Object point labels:
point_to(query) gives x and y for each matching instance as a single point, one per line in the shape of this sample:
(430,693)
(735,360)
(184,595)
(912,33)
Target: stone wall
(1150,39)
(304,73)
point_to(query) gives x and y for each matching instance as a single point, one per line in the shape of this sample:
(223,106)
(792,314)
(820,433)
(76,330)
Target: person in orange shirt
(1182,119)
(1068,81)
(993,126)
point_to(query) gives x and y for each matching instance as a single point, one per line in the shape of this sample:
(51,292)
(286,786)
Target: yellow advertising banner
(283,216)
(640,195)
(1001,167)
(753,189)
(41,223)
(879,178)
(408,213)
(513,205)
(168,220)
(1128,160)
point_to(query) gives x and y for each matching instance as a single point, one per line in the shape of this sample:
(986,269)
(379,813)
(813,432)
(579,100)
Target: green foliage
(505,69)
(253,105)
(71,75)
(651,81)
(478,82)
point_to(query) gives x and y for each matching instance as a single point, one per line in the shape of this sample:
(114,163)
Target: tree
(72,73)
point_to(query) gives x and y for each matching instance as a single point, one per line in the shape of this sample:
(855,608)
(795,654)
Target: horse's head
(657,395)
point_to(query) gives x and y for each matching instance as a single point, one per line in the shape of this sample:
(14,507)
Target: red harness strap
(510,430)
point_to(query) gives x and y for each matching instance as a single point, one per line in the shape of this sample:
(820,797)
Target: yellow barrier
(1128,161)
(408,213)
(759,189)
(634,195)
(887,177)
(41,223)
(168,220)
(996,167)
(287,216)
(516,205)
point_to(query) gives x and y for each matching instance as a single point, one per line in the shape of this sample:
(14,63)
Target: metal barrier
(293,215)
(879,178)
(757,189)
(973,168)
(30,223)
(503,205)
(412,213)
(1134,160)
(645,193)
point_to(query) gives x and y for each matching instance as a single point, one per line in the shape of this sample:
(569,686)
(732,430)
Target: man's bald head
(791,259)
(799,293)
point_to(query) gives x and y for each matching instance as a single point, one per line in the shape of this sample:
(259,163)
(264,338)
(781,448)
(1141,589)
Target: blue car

The request:
Pull out each line of the data above that contains the string "Target", and copy those lines in full in their original order.

Reply to the exercise:
Target: stone wall
Target: person in orange shirt
Target: yellow advertising banner
Target: green foliage
Target: tree
Target: horse's head
Target: red harness strap
Target: yellow barrier
Target: metal barrier
Target: man's bald head
Target: blue car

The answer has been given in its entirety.